■ Excerpt

# Drawings for coloring/ 2D Scenery



## Tdreabe (May 3, 2020)

My Indoor layout does not have space for physical buildings on the benchwork, I was not interested in modeling at the time and now I see that to keep my 3 year old engaged, I'll need the ability to have some "Make-believe" when the train is running. Stop for passengers, car crossing, Thomas and Friends type stories.

It will also give me some kitchen table play time with him to have a coloring book of buildings, fixtures, or scenery. That scenery will then be posted over the OSB walls along the track in my garage for us to have the Depot, Coaling tower, water tower..... So a coloring book that is to scale, or I can correct to scale, to create the 2D scenery.

I'm wondering if anyone has done this yet, or has elevation drawings I could use towards this idea. Or if anyone knows if this is already available?

I am doing D&RG/1880's south west type railroad in 1:20.3

Thanks,
Tyler


----------



## trainmanfw&sw (Nov 4, 2020)

I just finished the shelf layout for the 3x21 switching yard, it will have a pretty much flat backdrops as there is no room for actual buildings. I've been looking at both card stock printed fronts and building my own fronts using materials by manufactures, scale brick, windows, doors, etc. I will probably go with building the fronts, as this way I can fit what I want into the space available for each building, etc. I now have the track in place, but not tied down, or any roadbed in place, it's in it's test mode for operations and see if all works for switching. I'm now working on my material list for the backdrops and drawings of what I want and what will fit, just part of model railroading that I enjoy. All being said, I'm more of a modeler then a runner, so my layouts tend to be more to scale which is what I enjoy about the hobby.























trainman


----------



## Pete Thornton (Jan 2, 2008)

There was a recent thread somewhere that had printed black-and-white buildings that the author had colored, as a sort of quick-and-cheap backdrop. Something like that might please your young ones - especially if they get to do the coloring.


----------



## placitassteam (Jan 2, 2008)

The thread that Pete mentions is just a few lines down in this forum under the title 
*Colorful Building Flat Using A Black and White Laser Printer*


----------



## Tdreabe (May 3, 2020)

■ Data provided

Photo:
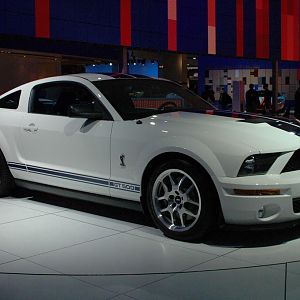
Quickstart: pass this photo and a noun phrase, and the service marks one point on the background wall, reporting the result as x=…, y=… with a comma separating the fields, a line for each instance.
x=288, y=80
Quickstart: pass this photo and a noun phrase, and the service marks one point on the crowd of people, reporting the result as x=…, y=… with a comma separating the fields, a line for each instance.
x=253, y=103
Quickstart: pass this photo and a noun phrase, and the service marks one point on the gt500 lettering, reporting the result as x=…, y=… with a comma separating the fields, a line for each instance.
x=123, y=186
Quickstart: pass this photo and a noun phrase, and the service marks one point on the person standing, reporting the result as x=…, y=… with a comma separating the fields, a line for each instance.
x=252, y=101
x=267, y=97
x=297, y=104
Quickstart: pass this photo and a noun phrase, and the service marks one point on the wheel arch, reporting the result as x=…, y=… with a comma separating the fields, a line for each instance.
x=159, y=159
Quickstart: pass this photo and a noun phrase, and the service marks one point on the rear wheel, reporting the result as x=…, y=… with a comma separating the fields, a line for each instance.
x=180, y=200
x=6, y=179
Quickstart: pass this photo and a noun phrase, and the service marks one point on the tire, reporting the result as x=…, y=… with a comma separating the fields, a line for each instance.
x=180, y=201
x=7, y=182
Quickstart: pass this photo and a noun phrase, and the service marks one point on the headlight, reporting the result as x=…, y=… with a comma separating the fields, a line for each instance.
x=258, y=164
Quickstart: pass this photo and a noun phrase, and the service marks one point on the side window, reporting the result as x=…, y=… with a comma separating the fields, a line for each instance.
x=56, y=98
x=10, y=101
x=156, y=96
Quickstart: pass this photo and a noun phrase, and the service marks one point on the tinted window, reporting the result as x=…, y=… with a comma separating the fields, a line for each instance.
x=11, y=101
x=56, y=98
x=137, y=98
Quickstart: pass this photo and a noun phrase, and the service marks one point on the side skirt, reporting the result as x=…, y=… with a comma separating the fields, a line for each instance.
x=106, y=200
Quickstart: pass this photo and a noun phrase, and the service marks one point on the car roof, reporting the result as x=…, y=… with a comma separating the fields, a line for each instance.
x=92, y=76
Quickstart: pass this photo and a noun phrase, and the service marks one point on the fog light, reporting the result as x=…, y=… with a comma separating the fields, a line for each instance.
x=267, y=192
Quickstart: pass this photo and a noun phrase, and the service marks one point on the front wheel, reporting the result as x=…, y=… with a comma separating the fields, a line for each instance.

■ Directives
- a) Echo the stretch of the 2D scenery thread from "I just finished" through "about the hobby.".
- b) Duplicate the stretch of the records from the line containing "car roof, reporting" through the end of the records, both ends included.

■ Answers to the exercises
- a)
I just finished the shelf layout for the 3x21 switching yard, it will have a pretty much flat backdrops as there is no room for actual buildings. I've been looking at both card stock printed fronts and building my own fronts using materials by manufactures, scale brick, windows, doors, etc. I will probably go with building the fronts, as this way I can fit what I want into the space available for each building, etc. I now have the track in place, but not tied down, or any roadbed in place, it's in it's test mode for operations and see if all works for switching. I'm now working on my material list for the backdrops and drawings of what I want and what will fit, just part of model railroading that I enjoy. All being said, I'm more of a modeler then a runner, so my layouts tend to be more to scale which is what I enjoy about the hobby.

- b)
Quickstart: pass this photo and a noun phrase, and the service marks one point on the car roof, reporting the result as x=…, y=… with a comma separating the fields, a line for each instance.
x=92, y=76
Quickstart: pass this photo and a noun phrase, and the service marks one point on the fog light, reporting the result as x=…, y=… with a comma separating the fields, a line for each instance.
x=267, y=192
Quickstart: pass this photo and a noun phrase, and the service marks one point on the front wheel, reporting the result as x=…, y=… with a comma separating the fields, a line for each instance.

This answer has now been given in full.